Selected text START

We're also trying to rekindle this nation's great reputation for innovation and backing it to ensure our world-class research and technology can be commercialised to create even more opportunities. The National Innovation and Science Agenda of this government I think will be forever remembered as the birthplace for so many Australian success stories in business, so many inventions, so many medical research breakthroughs and other breakthroughs, so many new business start-ups and so many successful entrepreneurs.

Yet we're also giving businesses the confidence to invest and grow by themselves. In many ways, our agenda of creating this business-friendly environment has steadied the ship for our business community after far too many years of policy uncertainty under previous governments. Government can never be the sole creator of new jobs and opportunities, and in many ways it's just as important sometimes for policymakers to know when to get out of the way of business when it's creating those opportunities and that prosperity.

It's really important for policymakers to properly comprehend the potential, needs and challenges of, especially, our small business sector and our family businesses, because, when policymakers think first and foremost about big businesses, big unions and big government doing deals and making decisions, they really ultimately fail small businesses and the majority of Australians who are employed in those small businesses. Firstly, if policymakers make new regulations or new laws for particular industries and they think first and foremost only of the big businesses in that industry, they can often fail to comprehend how the compliance burden will fall more onerously on the small businesses. They can actually create the situation where big businesses get a competitive advantage over those small businesses and start-ups by being more easily able to comply with the new laws or regulations. Even when many small businesses aren't directly regulated or licensed, they certainly can still feel the cumulative burden of business red tape. Well-intentioned but ill-considered and sometimes poorly administered regulations can kill otherwise good businesses by making hardworking small business people throw in the towel.

My experience, as I've outlined in this place previously, is that too many small businesses are currently surviving in that fraught purgatory of noncompliance and non-enforcement. Better government is the key, and our party was founded on these principles focused on the forgotten people: shopkeepers, skilled artisans, professional men and women. To support our small businesses today, I believe the small business middle class will be just as likely to include young entrepreneurs, creative industry types, tradies, independent contractors and medical researchers—professionals who have specialised in areas of expertise but don't want to be shackled by employment to individual advisory or big service firms. To support the emerging small business class of today and tomorrow, wherever possible we need to keep up this focus on ensuring that our regulations are based more around principles than overprescriptions. It is a change I think we can encourage, especially with Minister Laundy at the head of our small business agenda. Like me, the minister is of and from the small and family business sector. He understands where prosperity comes from.

Sadly, the Labor Party is becoming so divorced from their past and from business that these days they confuse income with profit. Last year 1.1 million small and family businesses made not one single dollar in profit yet at the same time employed hundreds and thousands of people and paid salaries amounting to almost $40 billion. What will happen to those businesses and all their employees under a change of government? What will happen to the hardworking small business owners when they get a Labor Party that wants to roll back all those policies we've been implementing to support their businesses to grow? Most importantly, what will happen to the millions of Australians who work for those small businesses if they get a Labor government that doesn't even pretend to understand how the small business sector works, given how their deals and policymaking focus on big business, big unions and big government? The Turnbull government is right now delivering the support that small and family businesses need.

Selected text END
Recorded data START

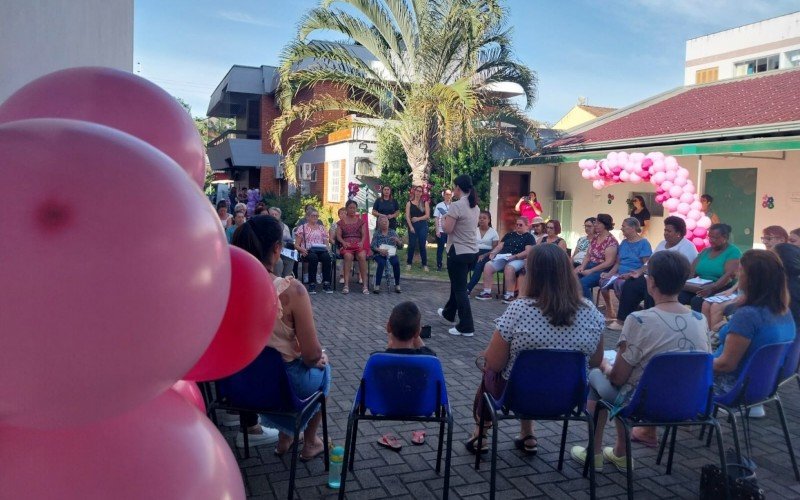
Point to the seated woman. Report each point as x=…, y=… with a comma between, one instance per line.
x=582, y=246
x=552, y=315
x=351, y=233
x=487, y=240
x=717, y=264
x=311, y=240
x=716, y=311
x=552, y=229
x=294, y=336
x=762, y=318
x=635, y=289
x=602, y=255
x=667, y=327
x=385, y=243
x=630, y=264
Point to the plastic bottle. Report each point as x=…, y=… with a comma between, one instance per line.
x=335, y=469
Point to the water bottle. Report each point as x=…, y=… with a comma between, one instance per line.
x=335, y=469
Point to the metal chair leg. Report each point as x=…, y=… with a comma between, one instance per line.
x=563, y=444
x=787, y=438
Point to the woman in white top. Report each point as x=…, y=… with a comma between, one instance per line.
x=487, y=240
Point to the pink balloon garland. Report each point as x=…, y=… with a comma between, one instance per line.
x=674, y=190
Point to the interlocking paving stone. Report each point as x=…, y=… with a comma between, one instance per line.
x=352, y=326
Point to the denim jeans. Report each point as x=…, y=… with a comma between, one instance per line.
x=477, y=270
x=441, y=242
x=590, y=281
x=457, y=268
x=380, y=262
x=418, y=239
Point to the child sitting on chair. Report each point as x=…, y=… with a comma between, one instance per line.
x=403, y=329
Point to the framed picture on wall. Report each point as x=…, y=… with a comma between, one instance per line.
x=656, y=209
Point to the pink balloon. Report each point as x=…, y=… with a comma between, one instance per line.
x=119, y=100
x=162, y=449
x=191, y=393
x=120, y=273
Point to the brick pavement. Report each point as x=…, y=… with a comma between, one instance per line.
x=352, y=326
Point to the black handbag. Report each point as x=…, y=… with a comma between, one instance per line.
x=742, y=483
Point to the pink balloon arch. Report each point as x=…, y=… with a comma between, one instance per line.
x=674, y=190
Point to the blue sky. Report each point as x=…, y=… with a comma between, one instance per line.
x=613, y=52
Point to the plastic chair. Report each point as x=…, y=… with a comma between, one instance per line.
x=545, y=384
x=401, y=387
x=758, y=384
x=676, y=389
x=263, y=387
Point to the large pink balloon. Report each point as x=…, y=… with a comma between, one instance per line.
x=115, y=273
x=163, y=449
x=117, y=99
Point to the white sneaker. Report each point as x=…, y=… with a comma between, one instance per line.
x=267, y=436
x=454, y=331
x=443, y=319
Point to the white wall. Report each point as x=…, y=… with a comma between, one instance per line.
x=41, y=36
x=726, y=48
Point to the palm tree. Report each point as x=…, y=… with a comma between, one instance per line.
x=428, y=70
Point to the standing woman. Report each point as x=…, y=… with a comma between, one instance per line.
x=387, y=206
x=459, y=225
x=642, y=214
x=417, y=214
x=350, y=234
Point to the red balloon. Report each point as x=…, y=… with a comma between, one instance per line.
x=191, y=393
x=247, y=324
x=162, y=449
x=115, y=273
x=117, y=99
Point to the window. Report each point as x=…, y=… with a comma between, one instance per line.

Recorded data END

→ **Exercise prompt**
In the text on small and family businesses, how many of those businesses made no profit last year?

→ **Task response**
1.1 million